#### [BRIEF]
Count the lines in the records below that contain the string "wheel". Reply with the number only.

^^^^^^^^^^^^^^^^

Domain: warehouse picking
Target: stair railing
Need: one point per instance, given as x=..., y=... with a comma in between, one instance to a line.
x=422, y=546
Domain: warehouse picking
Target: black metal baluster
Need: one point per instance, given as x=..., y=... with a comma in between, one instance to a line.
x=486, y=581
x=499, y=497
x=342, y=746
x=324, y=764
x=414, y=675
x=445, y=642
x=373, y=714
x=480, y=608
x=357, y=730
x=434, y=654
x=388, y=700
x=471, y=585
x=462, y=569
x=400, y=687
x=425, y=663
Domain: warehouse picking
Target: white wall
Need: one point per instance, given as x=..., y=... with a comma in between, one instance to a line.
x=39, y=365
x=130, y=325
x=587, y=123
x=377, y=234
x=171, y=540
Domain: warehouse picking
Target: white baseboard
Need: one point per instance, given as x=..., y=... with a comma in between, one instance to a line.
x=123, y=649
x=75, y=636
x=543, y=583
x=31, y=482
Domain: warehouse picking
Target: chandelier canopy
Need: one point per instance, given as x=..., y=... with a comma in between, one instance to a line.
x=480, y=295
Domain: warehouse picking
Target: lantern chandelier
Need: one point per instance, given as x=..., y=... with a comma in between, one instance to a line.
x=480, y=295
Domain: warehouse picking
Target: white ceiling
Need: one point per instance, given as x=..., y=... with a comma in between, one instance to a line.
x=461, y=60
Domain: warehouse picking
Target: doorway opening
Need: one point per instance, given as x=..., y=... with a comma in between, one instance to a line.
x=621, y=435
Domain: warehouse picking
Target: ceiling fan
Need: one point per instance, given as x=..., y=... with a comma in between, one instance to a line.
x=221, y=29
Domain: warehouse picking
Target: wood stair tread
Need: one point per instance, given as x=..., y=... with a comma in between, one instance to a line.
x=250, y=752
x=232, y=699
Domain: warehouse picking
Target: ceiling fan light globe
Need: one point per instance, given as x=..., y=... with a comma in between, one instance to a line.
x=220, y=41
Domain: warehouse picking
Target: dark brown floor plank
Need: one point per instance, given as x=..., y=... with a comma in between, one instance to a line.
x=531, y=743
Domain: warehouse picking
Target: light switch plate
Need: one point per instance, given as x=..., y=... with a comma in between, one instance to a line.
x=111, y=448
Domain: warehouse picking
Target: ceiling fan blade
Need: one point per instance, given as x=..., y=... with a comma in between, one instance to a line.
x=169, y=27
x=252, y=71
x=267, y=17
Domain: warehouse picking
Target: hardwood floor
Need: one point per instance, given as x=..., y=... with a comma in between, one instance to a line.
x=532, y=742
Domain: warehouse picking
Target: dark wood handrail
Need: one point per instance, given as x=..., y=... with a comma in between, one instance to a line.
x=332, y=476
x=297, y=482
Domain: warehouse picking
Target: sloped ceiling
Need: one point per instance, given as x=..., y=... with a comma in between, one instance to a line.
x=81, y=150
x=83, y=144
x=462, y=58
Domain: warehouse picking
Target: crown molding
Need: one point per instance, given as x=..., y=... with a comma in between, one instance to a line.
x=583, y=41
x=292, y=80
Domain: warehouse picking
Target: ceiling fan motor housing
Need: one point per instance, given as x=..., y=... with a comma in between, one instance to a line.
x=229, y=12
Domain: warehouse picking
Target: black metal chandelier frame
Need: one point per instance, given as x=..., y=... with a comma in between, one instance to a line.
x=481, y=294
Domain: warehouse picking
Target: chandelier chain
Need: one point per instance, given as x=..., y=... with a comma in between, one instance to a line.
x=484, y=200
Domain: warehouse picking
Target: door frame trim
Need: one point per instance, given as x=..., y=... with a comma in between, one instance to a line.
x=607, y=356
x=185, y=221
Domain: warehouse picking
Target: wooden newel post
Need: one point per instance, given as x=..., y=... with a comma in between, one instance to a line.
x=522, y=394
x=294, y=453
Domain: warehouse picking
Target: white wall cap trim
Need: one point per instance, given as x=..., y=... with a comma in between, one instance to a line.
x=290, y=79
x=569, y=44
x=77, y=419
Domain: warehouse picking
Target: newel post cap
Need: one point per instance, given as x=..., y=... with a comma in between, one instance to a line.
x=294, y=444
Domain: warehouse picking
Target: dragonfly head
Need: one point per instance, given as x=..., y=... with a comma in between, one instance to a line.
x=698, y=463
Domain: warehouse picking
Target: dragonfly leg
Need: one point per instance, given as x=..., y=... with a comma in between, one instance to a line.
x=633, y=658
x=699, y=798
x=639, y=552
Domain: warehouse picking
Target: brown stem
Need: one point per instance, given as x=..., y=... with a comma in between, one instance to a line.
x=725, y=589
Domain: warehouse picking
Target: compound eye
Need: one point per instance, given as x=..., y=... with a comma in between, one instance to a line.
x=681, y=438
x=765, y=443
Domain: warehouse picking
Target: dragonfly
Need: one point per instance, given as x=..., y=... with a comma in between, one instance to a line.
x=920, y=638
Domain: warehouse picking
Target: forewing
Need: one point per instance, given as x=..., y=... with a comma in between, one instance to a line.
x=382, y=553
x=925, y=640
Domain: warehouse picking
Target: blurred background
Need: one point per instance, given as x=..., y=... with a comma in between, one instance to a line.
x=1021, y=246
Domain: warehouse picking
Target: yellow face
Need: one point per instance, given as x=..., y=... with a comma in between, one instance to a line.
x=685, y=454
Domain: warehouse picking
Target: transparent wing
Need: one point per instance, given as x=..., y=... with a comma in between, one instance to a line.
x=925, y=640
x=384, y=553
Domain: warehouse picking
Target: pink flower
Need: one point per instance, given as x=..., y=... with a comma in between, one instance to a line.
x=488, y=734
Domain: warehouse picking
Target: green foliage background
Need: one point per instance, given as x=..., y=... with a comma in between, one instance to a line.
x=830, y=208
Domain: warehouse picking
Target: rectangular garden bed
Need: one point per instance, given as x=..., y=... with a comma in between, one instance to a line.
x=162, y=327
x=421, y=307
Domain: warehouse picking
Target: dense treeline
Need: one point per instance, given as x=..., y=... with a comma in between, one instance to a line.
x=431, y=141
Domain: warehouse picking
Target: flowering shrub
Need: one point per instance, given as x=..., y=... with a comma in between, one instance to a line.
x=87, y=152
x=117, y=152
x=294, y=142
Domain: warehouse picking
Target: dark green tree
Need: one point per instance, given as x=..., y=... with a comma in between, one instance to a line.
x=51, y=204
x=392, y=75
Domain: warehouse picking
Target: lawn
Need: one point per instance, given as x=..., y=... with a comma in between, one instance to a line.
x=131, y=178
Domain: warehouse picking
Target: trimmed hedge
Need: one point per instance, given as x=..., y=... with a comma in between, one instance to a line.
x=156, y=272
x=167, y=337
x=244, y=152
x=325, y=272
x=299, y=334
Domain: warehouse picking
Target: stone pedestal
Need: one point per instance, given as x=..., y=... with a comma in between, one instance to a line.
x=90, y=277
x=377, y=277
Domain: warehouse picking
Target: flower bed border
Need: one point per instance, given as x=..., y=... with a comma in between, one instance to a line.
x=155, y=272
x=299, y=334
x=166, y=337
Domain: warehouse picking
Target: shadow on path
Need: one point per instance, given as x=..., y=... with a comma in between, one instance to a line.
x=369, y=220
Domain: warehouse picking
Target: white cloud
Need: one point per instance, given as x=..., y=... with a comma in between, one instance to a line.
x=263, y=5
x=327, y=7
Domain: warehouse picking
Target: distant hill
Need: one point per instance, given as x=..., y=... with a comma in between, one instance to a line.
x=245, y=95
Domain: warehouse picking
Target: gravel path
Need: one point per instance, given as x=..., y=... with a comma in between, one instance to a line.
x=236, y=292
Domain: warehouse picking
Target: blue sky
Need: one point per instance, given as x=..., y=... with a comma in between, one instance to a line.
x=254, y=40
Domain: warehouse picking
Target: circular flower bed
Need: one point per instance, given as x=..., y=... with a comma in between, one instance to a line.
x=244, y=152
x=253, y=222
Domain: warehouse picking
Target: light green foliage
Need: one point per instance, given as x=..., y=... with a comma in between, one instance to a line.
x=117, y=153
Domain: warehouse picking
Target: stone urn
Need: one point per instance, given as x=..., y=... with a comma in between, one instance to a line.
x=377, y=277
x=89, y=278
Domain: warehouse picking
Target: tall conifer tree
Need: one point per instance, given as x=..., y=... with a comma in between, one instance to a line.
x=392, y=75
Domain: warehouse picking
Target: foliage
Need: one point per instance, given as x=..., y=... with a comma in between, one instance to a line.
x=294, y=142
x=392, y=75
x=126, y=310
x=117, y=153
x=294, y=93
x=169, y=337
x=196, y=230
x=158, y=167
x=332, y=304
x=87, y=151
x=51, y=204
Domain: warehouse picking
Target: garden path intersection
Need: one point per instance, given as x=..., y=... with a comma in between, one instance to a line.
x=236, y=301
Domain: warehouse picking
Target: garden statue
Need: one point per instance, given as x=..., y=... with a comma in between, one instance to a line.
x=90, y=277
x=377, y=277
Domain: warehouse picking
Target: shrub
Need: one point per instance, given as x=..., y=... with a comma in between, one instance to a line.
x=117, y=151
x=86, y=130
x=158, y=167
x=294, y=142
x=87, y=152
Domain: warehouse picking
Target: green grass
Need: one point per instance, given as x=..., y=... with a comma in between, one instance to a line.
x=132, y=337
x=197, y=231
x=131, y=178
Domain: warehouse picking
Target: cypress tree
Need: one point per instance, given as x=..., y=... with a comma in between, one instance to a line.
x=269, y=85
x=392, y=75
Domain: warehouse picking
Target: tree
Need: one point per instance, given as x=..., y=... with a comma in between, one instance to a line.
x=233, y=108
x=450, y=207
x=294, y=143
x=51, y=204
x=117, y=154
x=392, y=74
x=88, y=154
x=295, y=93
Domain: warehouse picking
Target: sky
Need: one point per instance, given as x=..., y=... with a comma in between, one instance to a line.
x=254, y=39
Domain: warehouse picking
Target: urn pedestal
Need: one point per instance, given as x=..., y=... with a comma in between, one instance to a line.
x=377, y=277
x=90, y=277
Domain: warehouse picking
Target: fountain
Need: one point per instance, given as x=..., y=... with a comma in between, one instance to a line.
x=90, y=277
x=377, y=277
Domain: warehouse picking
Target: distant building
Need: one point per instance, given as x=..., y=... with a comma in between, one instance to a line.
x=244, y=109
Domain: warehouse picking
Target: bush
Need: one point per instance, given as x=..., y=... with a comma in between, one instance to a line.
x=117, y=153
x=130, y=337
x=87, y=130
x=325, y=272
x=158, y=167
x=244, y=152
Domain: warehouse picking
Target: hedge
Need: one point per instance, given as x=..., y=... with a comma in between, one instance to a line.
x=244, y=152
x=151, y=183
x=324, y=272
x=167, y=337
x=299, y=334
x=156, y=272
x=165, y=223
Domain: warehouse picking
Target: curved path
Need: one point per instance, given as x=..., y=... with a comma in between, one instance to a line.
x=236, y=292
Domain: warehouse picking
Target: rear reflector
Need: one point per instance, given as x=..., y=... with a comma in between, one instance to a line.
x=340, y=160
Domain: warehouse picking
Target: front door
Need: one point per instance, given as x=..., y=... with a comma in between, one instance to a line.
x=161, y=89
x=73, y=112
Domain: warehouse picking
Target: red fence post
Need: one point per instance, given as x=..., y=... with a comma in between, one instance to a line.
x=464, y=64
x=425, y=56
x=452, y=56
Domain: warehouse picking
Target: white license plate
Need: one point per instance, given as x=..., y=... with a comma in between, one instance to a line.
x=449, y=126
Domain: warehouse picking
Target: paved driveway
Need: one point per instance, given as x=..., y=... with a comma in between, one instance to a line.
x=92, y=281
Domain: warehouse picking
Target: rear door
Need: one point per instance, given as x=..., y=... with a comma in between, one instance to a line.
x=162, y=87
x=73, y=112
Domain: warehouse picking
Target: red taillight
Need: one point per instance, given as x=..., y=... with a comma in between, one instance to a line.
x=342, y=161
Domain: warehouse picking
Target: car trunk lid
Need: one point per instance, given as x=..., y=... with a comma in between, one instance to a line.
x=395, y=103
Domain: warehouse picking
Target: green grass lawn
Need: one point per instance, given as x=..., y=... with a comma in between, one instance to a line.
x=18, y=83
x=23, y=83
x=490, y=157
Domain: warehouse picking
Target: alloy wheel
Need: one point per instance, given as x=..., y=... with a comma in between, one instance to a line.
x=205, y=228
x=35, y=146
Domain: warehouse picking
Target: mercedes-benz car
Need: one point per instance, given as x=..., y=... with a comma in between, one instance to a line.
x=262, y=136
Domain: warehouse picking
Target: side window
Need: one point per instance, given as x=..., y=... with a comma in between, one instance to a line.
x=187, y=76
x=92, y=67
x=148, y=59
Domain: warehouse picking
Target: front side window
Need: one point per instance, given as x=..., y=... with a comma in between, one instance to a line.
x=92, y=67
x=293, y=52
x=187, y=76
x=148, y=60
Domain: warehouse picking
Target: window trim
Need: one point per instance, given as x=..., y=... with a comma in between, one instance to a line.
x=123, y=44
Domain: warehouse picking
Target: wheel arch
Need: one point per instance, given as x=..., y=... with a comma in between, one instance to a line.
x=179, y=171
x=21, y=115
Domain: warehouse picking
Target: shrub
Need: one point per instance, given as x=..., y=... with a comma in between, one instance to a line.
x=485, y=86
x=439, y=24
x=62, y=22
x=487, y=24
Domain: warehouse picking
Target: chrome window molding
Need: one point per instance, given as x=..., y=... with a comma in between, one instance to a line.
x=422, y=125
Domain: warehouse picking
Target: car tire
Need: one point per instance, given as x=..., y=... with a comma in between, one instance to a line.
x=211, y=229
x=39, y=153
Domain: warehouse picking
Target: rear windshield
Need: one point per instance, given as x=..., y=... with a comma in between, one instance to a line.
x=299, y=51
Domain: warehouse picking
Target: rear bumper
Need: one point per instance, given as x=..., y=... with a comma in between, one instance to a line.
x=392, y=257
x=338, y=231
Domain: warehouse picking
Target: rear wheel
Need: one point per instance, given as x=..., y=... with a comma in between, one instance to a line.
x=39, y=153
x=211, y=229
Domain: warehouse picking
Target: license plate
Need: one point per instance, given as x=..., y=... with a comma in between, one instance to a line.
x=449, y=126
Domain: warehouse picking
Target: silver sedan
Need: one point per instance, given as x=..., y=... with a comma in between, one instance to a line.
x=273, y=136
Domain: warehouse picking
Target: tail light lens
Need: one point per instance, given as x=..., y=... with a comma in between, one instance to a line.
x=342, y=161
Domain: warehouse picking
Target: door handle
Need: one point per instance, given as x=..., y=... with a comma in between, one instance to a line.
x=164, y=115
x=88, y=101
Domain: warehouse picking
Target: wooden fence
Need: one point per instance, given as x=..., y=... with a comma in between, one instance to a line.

^^^^^^^^^^^^^^^^

#### [RESULT]
3